**Exercise requirements**
For the word "every", tally the lines of the data that contain it and give the tally alone.
** Source material follows **
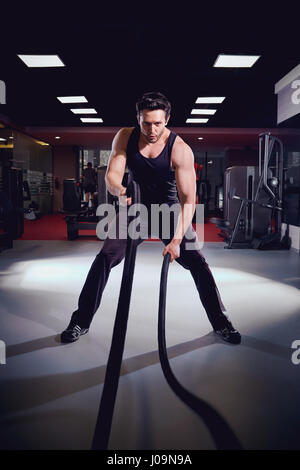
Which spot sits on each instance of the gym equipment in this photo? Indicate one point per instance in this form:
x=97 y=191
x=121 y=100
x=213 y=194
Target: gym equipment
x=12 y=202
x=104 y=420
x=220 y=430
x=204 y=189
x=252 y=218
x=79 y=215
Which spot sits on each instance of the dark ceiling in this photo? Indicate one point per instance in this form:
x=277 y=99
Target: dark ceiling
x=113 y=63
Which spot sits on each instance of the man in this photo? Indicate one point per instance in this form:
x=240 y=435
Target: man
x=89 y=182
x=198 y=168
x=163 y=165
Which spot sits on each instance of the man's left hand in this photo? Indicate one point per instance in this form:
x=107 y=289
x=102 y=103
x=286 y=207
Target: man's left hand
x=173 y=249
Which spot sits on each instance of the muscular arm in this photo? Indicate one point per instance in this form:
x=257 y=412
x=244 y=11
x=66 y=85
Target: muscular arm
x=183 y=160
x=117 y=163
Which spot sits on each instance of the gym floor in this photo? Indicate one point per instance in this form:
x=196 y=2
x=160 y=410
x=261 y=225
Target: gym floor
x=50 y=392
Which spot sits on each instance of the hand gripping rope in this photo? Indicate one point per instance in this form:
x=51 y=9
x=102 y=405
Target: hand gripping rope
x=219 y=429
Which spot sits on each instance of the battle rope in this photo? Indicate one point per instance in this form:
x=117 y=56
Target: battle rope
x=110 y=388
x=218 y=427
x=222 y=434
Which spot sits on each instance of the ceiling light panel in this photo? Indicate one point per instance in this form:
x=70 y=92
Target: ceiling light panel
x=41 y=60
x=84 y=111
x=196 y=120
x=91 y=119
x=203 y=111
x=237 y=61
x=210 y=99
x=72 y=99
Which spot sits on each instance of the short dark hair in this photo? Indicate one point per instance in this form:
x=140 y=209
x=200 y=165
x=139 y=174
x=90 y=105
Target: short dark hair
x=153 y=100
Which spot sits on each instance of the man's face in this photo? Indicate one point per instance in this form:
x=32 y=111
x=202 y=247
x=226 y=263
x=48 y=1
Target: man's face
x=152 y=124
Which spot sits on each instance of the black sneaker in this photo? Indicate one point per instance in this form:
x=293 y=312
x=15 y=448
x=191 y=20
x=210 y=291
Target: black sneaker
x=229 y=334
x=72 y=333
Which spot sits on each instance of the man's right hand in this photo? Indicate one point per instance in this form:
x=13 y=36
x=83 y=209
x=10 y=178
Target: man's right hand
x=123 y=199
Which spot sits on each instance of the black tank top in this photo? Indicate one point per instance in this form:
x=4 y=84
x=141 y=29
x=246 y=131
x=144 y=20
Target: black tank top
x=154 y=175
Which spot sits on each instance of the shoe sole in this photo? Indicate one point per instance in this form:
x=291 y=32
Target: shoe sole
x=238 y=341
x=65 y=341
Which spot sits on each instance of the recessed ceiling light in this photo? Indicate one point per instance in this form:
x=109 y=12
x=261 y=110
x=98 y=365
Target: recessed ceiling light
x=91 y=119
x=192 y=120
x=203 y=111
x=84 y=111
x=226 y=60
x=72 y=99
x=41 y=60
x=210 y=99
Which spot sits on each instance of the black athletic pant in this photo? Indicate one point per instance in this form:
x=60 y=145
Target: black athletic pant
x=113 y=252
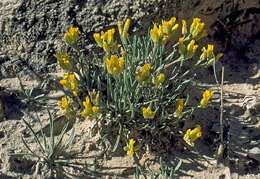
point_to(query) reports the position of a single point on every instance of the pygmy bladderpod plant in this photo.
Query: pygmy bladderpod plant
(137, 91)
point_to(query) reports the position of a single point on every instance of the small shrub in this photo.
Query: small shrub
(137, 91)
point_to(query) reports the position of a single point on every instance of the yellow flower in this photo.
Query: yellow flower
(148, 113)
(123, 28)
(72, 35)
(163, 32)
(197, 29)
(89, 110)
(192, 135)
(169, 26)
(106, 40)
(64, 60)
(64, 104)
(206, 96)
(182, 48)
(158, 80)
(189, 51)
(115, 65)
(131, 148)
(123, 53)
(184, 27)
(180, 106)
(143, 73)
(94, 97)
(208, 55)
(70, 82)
** End of Source material **
**Output for this task**
3